Page ▸
* * *
Statistics Basics

Statistics is the study of the collection, organization, analysis, interpretation and presentation of data. It deals with all aspects of data including the planning of data collection in terms of the design of surveys and experiments.

Statistical Terminologies

Various statistics terminologies which are used extensively are

  • Data – facts, observations, and information that come from investigations.
  • Measurement data sometimes called quantitative data — the result of using some instrument to measure something (e.g., test score, weight);
  • Categorical data also referred to as frequency or qualitative data. Things are grouped according to some common property and the number of members of the group are recorded (e.g., males/females, vehicle type).
  • Variable – property of an object or event that can take on different values. For example, college major is a variable that takes on values like mathematics, computer science, etc.
  • Discrete Variable – a variable with a limited number of values (e.g., gender (male/female).
  • Continuous Variable – It is a variable that can take on many different values, in theory, any value between the lowest and highest points on the measurement scale.
  • Independent Variable – a variable that is manipulated, measured, or selected by the user as an antecedent condition to an observed behavior. In a hypothesized cause-and-effect relationship, the independent variable is the cause and the dependent variable is the effect.
  • Dependent Variable – a variable that is not under the user’s control. It is the variable that is observed and measured in response to the independent variable.
  • Outlier – An outlier is an observation point that’s distant from the other observations in your dataset. This may be due to variability in the measurement or it may indicate some kind of experimental error, which you may want to throw out of your dataset. Outliers can occur by chance at any distribution and often indicate a measurement error or that the population has a heavily tailed distribution. The frequent cause of outliers is a mixture of two distributions, which may be two distinct subpopulations, or it may indicate a correct trial issue versus a measurement error. This is often modeled by using a mixture model.
* * *
Material ▸
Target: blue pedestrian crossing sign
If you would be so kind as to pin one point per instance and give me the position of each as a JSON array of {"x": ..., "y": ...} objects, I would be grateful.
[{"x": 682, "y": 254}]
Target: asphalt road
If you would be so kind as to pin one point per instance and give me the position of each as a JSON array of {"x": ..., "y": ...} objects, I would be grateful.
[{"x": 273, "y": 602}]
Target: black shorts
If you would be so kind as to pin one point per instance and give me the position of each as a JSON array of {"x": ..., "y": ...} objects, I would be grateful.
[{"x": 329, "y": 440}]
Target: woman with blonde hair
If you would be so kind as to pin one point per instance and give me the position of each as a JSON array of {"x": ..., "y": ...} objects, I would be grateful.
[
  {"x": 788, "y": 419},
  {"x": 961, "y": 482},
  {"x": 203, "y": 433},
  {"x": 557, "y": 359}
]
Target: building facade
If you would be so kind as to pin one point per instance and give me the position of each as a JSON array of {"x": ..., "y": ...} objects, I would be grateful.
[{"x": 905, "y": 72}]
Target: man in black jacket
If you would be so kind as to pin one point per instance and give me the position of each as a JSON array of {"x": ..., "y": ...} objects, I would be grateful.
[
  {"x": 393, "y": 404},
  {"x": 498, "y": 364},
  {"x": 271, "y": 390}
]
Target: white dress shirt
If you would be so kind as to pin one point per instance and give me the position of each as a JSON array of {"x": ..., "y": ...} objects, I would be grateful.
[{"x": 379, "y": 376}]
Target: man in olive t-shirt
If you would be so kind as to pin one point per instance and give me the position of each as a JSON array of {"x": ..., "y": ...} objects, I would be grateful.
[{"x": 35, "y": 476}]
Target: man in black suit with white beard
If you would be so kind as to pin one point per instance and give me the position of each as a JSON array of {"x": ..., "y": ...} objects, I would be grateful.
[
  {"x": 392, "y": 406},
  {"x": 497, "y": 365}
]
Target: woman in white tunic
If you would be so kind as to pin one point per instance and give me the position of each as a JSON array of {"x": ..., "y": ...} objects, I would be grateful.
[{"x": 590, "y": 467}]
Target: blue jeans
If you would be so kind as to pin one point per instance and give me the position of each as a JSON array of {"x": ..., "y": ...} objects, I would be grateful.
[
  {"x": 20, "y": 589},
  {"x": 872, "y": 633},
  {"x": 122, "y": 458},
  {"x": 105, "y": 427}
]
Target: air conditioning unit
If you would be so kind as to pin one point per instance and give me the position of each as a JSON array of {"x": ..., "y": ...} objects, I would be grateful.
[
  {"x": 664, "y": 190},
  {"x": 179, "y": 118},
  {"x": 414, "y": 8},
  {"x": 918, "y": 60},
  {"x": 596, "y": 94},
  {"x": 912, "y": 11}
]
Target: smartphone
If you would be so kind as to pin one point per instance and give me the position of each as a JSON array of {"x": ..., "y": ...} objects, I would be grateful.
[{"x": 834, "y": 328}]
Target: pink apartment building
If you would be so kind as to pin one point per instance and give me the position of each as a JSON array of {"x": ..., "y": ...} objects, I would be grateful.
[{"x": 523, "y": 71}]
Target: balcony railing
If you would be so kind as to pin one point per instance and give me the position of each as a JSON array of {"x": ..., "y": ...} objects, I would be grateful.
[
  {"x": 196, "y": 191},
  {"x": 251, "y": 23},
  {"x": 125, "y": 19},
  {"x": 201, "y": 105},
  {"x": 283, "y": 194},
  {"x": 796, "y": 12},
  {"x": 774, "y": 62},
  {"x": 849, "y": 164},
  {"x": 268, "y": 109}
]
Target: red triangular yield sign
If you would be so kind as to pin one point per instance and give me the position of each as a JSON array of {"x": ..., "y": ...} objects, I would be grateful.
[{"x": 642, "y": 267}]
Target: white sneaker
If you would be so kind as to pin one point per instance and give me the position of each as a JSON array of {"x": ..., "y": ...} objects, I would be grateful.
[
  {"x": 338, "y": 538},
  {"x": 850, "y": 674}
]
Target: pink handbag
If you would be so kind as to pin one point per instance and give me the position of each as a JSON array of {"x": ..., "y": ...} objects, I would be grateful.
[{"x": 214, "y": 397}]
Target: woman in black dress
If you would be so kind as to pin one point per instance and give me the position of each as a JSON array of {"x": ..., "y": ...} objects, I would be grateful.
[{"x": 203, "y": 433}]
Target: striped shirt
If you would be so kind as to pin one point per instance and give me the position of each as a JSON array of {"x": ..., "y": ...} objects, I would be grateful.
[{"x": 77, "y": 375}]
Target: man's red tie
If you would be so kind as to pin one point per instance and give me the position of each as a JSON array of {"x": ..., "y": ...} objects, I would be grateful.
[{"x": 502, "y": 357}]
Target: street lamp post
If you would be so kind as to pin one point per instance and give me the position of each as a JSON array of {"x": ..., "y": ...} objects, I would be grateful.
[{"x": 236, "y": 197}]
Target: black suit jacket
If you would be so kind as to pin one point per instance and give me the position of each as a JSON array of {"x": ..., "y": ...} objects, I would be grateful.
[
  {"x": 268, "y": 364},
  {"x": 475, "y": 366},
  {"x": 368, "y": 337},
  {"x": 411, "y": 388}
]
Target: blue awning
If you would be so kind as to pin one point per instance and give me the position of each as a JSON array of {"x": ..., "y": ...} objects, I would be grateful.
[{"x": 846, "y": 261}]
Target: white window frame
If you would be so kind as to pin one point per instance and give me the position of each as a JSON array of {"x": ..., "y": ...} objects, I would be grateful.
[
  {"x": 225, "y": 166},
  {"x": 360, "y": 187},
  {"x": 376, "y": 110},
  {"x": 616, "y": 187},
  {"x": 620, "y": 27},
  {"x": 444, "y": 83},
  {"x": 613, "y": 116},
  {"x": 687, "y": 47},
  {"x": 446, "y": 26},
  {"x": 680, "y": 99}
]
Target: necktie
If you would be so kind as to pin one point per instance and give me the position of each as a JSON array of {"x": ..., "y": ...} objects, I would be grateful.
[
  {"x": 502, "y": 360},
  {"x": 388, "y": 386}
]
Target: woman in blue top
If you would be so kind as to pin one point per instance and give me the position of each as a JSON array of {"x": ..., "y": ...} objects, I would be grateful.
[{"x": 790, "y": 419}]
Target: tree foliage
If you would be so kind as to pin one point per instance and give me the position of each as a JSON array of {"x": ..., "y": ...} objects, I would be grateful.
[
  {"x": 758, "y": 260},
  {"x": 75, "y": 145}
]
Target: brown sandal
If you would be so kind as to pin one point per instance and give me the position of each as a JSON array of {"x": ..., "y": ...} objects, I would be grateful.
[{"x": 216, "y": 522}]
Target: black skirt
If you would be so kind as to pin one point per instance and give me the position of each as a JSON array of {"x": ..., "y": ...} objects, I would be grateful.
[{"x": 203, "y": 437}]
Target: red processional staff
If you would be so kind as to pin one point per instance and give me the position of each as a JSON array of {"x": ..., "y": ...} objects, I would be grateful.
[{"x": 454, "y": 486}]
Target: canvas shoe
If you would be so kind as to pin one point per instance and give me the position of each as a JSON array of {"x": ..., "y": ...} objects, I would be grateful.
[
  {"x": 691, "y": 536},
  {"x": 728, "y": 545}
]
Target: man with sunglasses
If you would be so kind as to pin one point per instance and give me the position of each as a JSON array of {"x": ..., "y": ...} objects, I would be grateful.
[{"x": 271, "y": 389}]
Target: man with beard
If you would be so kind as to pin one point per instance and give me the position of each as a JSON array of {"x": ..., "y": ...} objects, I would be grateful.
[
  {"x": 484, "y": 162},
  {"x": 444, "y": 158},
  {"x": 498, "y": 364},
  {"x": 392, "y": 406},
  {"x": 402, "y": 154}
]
* * *
Problems to solve ▸
1 – Decide whether each statement agrees with the statistics basics page, answering yes or no and quoting the deciding words: (a) Categorical data is also known as qualitative data. (b) The dependent variable is under the user's control. (c) A continuous variable has a limited number of values.
2 – According to the statistics basics page, what is the frequent cause of outliers?
3 – List every specific type of variable that the statistics basics page defines by name in its terminology list.

In response ▸
1 –
(a) Yes: "Categorical data also referred to as frequency or qualitative data."
(b) No: "a variable that is not under the user’s control."
(c) No: "a variable that can take on many different values"

2 – A mixture of two distributions.

3 – Discrete Variable, Continuous Variable, Independent Variable, Dependent Variable